What you have to do:
Print exactly, and only, the lines running from the line containing "stone gatepost with a marker in this photo?" through the end of the records below.
__________________________________________________
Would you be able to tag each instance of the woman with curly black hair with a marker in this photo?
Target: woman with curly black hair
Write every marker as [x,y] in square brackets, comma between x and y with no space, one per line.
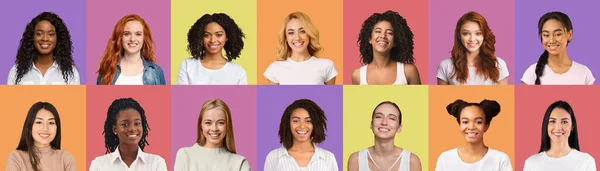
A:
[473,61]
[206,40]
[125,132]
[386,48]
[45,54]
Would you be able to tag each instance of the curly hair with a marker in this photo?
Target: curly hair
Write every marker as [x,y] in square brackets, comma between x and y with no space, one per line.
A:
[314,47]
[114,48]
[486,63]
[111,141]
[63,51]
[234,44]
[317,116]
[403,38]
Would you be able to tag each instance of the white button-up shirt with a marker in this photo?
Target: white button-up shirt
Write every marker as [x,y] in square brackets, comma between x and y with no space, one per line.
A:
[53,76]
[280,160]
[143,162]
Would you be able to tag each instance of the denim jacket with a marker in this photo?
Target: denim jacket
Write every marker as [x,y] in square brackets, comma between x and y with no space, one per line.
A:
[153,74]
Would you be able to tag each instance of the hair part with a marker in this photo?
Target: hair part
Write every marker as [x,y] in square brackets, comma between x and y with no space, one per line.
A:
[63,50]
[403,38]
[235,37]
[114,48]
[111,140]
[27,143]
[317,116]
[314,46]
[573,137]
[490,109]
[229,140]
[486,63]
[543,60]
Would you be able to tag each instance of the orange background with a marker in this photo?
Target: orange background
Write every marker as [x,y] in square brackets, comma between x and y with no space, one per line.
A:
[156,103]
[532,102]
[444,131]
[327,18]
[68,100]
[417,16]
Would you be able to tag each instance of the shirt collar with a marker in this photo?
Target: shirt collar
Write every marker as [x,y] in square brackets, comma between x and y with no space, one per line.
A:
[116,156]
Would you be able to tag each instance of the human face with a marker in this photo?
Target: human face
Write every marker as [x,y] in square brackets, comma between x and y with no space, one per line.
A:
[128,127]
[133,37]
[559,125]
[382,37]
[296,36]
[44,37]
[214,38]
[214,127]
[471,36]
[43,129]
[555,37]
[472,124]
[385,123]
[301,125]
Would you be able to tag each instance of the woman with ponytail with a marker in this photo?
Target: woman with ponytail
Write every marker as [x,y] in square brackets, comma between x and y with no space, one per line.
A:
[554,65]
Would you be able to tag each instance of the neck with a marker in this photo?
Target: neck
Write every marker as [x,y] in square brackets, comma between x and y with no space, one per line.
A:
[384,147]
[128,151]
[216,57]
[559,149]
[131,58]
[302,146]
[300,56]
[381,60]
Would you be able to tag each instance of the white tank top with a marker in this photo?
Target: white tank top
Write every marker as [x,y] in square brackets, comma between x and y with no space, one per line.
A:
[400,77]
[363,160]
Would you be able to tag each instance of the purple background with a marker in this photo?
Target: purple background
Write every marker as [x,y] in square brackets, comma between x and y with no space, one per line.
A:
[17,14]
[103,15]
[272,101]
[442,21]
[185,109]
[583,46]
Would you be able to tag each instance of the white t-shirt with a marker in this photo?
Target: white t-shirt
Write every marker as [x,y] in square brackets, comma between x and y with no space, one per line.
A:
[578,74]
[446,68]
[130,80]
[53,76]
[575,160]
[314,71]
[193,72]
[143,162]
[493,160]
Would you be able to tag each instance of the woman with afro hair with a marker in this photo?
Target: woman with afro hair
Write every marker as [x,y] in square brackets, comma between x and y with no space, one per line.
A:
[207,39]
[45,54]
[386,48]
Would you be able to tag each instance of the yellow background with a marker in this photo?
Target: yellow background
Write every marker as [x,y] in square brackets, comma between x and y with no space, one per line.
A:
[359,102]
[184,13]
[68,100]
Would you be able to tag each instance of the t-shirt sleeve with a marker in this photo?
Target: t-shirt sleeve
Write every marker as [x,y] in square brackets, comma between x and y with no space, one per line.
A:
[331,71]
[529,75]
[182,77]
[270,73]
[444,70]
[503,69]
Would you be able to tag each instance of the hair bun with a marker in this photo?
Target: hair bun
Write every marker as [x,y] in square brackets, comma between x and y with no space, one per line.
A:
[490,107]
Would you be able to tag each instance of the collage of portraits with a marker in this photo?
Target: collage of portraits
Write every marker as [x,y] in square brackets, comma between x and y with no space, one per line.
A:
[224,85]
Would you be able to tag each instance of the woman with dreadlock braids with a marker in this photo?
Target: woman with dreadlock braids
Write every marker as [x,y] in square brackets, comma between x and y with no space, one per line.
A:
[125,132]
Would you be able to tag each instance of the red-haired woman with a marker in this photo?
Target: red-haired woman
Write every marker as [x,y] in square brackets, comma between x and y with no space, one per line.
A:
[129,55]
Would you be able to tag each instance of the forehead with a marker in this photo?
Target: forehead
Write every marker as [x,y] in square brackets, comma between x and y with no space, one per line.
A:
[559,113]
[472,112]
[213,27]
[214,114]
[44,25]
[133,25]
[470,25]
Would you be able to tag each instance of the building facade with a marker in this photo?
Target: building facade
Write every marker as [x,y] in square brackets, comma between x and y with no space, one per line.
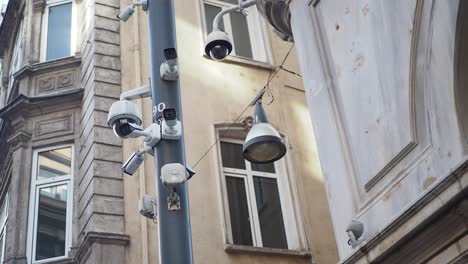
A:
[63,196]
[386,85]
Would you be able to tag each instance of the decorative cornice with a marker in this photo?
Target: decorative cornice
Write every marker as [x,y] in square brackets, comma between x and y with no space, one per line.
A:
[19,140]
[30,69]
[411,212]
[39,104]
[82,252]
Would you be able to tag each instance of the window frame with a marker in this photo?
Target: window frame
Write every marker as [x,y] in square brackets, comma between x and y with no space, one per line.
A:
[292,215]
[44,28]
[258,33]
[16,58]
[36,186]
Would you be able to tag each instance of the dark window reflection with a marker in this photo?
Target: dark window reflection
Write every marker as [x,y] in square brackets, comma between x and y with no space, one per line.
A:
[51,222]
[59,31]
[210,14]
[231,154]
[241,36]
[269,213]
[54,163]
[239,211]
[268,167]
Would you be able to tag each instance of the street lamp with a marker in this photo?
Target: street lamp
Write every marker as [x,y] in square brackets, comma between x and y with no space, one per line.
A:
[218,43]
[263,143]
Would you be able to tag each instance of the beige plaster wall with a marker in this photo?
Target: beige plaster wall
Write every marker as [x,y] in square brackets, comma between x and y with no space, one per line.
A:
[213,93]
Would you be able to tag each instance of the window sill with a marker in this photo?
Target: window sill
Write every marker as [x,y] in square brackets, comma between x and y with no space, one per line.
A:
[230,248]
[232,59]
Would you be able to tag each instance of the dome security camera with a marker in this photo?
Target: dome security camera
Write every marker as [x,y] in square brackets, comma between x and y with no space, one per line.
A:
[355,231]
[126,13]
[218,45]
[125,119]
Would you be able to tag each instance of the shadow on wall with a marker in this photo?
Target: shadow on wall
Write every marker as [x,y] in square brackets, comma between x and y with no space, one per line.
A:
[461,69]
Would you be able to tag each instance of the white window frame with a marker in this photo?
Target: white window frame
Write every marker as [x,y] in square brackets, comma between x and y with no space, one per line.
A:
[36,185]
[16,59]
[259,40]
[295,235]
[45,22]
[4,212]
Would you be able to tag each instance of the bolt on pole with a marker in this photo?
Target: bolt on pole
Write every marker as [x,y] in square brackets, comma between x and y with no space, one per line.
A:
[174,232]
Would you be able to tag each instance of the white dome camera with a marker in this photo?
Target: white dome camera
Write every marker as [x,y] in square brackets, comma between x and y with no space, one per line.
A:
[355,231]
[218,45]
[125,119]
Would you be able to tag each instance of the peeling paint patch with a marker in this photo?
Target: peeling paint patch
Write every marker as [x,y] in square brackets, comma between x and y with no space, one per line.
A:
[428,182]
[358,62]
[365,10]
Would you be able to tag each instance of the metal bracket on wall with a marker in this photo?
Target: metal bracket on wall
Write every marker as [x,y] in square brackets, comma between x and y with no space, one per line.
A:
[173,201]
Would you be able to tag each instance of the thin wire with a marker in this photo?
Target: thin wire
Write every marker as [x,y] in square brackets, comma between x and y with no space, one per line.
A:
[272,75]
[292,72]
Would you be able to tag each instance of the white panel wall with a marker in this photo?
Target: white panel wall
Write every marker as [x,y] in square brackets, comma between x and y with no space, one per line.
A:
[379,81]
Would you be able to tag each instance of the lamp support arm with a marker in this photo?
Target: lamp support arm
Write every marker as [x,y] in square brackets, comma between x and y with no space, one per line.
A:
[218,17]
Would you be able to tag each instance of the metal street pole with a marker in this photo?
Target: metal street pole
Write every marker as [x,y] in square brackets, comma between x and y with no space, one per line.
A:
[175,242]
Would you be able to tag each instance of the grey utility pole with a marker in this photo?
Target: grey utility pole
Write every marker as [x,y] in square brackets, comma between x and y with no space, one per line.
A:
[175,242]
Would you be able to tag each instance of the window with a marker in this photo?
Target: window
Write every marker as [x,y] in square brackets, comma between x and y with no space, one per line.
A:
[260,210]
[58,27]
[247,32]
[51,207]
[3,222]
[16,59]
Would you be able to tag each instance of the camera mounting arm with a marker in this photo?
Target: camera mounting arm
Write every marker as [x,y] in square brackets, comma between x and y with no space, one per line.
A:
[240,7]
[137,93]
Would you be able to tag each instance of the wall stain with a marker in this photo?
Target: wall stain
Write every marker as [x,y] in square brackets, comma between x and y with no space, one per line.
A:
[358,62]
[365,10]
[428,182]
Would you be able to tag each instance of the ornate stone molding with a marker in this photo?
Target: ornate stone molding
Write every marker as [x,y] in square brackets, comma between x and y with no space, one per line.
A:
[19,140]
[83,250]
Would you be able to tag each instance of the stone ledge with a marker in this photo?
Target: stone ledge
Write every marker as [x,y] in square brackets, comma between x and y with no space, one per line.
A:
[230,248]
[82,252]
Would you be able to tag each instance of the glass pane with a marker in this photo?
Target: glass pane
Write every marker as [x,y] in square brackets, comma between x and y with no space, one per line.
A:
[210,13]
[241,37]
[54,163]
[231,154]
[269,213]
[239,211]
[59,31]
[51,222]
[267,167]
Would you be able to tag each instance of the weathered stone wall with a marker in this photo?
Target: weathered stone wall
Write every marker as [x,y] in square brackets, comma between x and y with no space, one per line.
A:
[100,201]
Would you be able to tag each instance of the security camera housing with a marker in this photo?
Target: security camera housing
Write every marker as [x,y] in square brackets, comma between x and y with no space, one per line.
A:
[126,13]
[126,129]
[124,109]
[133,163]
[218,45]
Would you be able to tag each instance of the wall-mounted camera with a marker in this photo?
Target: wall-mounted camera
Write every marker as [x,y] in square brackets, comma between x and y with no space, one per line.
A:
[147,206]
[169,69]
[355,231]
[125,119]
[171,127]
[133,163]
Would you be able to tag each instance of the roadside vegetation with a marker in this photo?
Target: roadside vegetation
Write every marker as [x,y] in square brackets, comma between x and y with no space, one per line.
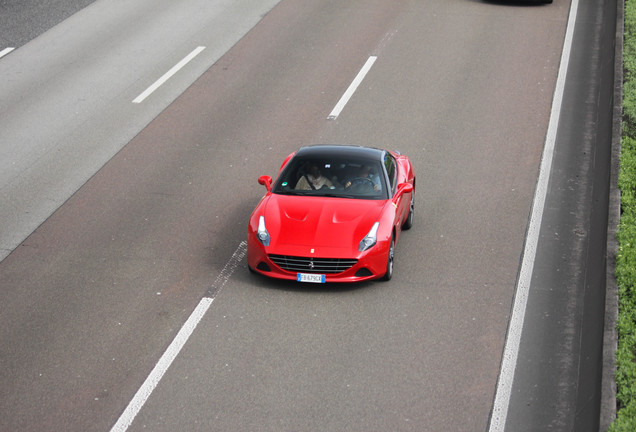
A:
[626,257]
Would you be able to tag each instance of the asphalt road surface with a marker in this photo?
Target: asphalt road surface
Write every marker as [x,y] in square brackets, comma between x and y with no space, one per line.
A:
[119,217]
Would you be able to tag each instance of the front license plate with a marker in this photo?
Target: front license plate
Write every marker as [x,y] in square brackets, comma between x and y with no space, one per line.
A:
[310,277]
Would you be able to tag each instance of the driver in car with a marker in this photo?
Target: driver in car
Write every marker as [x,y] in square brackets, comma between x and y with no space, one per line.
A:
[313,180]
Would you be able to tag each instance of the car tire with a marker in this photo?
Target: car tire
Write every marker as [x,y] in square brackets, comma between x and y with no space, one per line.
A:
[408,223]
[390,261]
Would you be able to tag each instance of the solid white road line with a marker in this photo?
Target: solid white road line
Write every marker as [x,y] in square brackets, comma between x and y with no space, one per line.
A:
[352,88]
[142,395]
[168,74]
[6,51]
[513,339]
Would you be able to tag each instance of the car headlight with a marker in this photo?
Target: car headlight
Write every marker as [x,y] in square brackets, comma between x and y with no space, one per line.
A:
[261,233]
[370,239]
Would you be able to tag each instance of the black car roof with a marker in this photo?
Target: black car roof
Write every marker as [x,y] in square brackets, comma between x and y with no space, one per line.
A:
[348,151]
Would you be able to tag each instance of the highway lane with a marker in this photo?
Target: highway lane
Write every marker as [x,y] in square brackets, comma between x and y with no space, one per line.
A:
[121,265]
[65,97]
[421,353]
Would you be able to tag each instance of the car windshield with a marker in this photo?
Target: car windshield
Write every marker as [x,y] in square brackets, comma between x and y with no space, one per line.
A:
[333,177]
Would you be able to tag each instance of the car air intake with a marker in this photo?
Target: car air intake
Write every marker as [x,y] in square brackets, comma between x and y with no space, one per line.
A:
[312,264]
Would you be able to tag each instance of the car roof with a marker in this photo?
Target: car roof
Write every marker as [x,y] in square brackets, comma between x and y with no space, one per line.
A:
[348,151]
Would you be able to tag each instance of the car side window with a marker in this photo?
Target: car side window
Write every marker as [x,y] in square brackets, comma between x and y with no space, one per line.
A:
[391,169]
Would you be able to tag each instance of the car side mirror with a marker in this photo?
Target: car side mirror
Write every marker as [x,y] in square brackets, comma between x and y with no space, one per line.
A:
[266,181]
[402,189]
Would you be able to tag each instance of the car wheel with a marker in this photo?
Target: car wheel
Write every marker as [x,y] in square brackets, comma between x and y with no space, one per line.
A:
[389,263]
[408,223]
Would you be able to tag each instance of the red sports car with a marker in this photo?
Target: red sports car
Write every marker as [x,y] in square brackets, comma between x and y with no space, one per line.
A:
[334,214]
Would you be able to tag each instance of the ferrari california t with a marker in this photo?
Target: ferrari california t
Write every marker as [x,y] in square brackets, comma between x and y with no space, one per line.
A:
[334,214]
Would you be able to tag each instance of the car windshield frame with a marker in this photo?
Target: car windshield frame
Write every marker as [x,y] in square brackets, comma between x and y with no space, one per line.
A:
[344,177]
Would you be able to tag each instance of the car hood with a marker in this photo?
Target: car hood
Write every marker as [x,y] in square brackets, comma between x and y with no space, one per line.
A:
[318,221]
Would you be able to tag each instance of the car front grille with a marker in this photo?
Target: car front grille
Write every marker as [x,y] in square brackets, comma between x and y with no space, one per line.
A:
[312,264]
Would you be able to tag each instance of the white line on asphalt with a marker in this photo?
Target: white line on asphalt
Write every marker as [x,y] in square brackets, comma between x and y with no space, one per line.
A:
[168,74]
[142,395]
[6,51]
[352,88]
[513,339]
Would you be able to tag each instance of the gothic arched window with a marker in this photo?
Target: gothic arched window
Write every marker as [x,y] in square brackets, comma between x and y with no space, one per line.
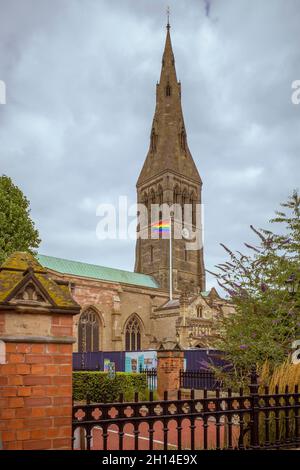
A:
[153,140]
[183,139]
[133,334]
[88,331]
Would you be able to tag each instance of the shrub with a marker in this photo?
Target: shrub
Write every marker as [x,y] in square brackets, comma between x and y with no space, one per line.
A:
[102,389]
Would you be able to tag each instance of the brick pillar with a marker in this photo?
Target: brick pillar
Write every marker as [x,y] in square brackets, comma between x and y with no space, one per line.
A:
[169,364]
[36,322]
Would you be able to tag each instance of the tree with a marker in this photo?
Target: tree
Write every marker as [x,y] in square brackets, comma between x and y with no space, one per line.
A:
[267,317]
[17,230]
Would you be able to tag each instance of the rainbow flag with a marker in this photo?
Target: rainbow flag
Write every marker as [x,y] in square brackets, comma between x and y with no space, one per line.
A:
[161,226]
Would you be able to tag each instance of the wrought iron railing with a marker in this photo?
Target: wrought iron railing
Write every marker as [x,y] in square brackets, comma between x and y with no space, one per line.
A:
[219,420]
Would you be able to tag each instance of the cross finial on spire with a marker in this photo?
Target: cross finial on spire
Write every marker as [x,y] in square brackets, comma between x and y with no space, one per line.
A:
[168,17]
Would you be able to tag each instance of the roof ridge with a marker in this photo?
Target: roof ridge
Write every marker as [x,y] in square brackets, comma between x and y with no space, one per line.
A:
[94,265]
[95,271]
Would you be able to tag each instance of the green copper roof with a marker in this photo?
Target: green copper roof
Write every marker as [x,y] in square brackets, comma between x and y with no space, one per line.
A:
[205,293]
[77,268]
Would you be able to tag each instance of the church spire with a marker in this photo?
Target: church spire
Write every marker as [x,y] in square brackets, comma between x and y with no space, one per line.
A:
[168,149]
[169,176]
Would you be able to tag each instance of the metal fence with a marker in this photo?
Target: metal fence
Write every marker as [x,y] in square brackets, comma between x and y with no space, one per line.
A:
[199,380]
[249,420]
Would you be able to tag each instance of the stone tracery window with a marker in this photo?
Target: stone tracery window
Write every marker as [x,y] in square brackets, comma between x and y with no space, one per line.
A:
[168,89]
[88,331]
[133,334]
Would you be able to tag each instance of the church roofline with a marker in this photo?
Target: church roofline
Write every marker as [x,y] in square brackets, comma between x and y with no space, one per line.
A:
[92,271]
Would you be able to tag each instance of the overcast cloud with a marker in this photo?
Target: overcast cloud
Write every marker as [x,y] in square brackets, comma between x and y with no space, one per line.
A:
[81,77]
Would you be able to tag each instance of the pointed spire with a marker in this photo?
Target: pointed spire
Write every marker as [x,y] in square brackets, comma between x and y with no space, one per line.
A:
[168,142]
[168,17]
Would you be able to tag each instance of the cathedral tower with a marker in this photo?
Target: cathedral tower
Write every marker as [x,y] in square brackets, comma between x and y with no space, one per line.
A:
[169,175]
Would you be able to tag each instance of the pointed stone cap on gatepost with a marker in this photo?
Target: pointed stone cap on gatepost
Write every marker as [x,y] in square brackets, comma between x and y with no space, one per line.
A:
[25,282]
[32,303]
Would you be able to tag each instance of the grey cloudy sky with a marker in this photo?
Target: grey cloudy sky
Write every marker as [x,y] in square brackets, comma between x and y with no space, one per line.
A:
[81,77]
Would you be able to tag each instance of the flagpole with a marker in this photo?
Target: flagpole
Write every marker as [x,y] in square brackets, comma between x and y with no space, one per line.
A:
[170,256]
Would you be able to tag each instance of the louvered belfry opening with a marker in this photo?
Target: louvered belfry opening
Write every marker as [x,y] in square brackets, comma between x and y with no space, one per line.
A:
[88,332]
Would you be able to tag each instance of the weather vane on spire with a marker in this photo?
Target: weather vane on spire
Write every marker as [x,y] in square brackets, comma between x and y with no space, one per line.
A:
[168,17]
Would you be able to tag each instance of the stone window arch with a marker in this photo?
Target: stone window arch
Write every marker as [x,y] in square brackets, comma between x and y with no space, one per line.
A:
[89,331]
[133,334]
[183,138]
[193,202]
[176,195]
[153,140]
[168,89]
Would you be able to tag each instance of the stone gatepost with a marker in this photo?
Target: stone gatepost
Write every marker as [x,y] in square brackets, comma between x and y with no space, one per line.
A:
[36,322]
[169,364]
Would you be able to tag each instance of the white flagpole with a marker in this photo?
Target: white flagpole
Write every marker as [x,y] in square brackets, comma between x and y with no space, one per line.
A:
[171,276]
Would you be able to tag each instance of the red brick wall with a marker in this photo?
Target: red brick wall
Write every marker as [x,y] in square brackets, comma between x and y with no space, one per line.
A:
__________________________________________________
Solution for this problem:
Would you be able to tag each instance of the stone gatepost with a marker in this photo?
Target: stone gatepost
Write every marker as [x,y] in square brackets, comma between x and y with no space, one per line.
A:
[36,322]
[169,364]
Would you be able to tag each instance of the white flagpole with a marker in this photo?
Target: white flagpole
Write every marker as [x,y] in square brackets, comma between x and y with no space, one per line.
A:
[171,276]
Would you be able to tag each instance of the red brick wall with a marker in this photo?
Target: red brick wall
Write every marker as [x,y] in square brackets, comma between x and y with no space, one per line.
A:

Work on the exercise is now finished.